◆ Saved entries:
————

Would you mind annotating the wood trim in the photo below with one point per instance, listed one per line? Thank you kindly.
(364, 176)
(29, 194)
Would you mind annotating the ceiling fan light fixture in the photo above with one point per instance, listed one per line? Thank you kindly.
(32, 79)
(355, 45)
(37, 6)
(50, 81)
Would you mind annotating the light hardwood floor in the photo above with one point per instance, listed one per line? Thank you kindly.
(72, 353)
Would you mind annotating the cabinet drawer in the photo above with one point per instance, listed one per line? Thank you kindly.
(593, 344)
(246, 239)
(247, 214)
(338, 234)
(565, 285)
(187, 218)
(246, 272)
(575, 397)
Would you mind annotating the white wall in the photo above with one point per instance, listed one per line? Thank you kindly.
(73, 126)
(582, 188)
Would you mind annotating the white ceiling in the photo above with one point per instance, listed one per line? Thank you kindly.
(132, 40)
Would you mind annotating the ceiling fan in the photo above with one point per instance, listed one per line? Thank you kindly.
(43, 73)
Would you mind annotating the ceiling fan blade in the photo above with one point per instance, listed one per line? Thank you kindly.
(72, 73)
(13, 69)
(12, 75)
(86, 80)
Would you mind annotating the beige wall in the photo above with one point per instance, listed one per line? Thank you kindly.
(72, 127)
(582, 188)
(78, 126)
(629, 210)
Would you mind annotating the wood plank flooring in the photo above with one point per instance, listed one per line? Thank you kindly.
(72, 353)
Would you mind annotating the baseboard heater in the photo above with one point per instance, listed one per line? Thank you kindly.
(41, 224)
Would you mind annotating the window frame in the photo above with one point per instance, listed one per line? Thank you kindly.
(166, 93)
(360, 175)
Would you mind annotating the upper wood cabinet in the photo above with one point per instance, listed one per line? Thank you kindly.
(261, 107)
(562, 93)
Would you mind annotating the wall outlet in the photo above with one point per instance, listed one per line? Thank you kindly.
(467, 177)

————

◆ What is required: Repeat every line of the records above exactly.

◆ Your response:
Would you mind annotating the wood trim in the photo below with one point per instance, listed one per line? Thank you kindly.
(364, 176)
(29, 194)
Would you mind annotating the ceiling fan light fixture in the photo above with one point per instance, listed one per line? Thank you kindly.
(32, 79)
(355, 45)
(37, 6)
(50, 81)
Would you mind annotating the light hardwood floor in the photo above with one point per instance, listed one per line? Thank you kindly.
(72, 353)
Would you mind annotating the cabinet drawer in the photo above with one point per instance, listed one per line? Thank you kindly.
(593, 344)
(246, 239)
(247, 214)
(338, 234)
(565, 285)
(187, 218)
(246, 272)
(575, 397)
Would you mind annotating the white wall in the photo above with one point per instance, listed one per line? Thank you kindly.
(73, 126)
(582, 188)
Would you mind annotating the white ceiling in the photo above with one point per instance, listed one per line? Thank you kindly.
(132, 40)
Would you mind annotating the ceiling fan in the photo above with one point per instance, listed one per line? Thank you kindly.
(43, 73)
Would you mind annotating the ceiling fan blade in the photo above with one point per instance, listed one per line? Thank you kindly.
(72, 73)
(13, 69)
(12, 75)
(86, 80)
Would you mind annotating the beige wall in the photo above with one point per instance, listed one per line? Thank you kindly.
(72, 127)
(582, 188)
(78, 126)
(629, 210)
Would you mind annotating the wood plank flooring in the photo above with one point per instance, listed one per line? Thank you kindly.
(72, 353)
Would you mind annotating the baseboard heater in the photo above with one point per instance, listed one per line? Thank you kindly.
(41, 224)
Would you mind annotating the window frame in the photo above with one point per instance, listed one per line? Thank you kindly.
(166, 93)
(360, 175)
Would you mind annotating the upper wood cabinet in the photo above with one point per instance, listed one per line? Thank you kindly.
(261, 107)
(562, 93)
Would you mind annotating the wall outlet in the photo above with one point per instance, listed one per line? Thank you kindly.
(467, 177)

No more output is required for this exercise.